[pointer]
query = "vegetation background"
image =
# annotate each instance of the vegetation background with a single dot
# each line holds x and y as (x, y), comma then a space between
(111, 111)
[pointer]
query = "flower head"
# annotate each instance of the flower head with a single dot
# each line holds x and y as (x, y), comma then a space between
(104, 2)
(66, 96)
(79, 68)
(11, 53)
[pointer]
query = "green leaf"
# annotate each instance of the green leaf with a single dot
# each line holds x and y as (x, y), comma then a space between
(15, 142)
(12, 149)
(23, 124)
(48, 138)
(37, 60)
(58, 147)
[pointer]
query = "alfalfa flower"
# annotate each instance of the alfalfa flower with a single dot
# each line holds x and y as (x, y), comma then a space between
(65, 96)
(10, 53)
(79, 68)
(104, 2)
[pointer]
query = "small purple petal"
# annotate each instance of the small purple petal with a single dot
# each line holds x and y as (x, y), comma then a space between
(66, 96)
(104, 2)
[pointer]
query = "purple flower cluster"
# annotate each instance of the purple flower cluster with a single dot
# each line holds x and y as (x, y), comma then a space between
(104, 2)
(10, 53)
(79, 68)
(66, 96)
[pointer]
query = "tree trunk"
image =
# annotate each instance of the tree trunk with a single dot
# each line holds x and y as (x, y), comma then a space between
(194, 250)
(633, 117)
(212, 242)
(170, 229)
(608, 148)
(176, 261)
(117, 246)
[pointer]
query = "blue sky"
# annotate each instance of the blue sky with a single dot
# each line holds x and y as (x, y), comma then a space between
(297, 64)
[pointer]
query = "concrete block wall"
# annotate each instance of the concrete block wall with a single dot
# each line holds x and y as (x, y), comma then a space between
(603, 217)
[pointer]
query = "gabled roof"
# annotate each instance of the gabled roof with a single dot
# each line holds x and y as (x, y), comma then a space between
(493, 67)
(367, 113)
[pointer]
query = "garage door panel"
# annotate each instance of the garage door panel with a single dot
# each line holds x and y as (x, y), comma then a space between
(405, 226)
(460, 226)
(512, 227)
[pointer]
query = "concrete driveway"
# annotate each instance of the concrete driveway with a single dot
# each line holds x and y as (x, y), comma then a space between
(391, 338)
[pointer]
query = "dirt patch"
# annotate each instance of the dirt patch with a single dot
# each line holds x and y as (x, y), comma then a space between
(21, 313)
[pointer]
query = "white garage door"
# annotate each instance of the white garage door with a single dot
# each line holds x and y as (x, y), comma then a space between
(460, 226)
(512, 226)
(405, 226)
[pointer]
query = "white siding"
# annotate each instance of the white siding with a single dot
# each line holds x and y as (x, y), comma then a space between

Written task
Collect every line of the data above that contains the string "garage". Case matters.

Final answer
query = "garage door panel"
# annotate each instance of the garage door panel with a single dot
query = "white garage door"
# annotate each instance of the white garage door with a single dot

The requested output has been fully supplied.